**PROBLEM TO SOLVE**
Put every entry below into a two-column CSV with the headers text and answer. Give one row per entry, wrap each field in double quotes, replace line breaks with spaces, and leave out the pictures.

[Start EXERCISE MATERIALS]

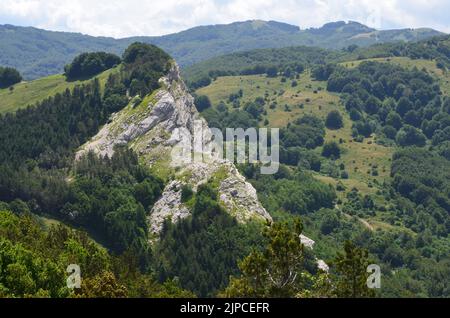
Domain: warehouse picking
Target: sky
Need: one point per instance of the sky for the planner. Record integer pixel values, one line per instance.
(123, 18)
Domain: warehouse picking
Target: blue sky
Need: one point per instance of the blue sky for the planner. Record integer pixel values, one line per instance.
(120, 18)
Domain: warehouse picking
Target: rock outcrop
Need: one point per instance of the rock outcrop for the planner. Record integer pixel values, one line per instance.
(155, 129)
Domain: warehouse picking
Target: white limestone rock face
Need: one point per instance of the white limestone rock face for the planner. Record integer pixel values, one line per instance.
(155, 129)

[End EXERCISE MATERIALS]

**OUTPUT OF THE EXERCISE**
text,answer
"Domain: warehouse picking Target: sky Need: one point per instance of the sky for the planner. Record integer pixel values, one line per instance.","(123, 18)"
"Domain: warehouse picking Target: blue sky Need: one point per instance of the blue sky for the planner. Record integer pixel values, one line per instance.","(120, 18)"
"Domain: warehouse picking Target: rock outcrop Need: one point per instance of the rock outcrop for the planner. Record integer pixel values, one line per instance.","(155, 129)"
"Domain: warehouse picking Target: white limestone rock face Need: one point per instance of the white limestone rock face for the planner. Record integer pixel values, one line per instance.","(155, 129)"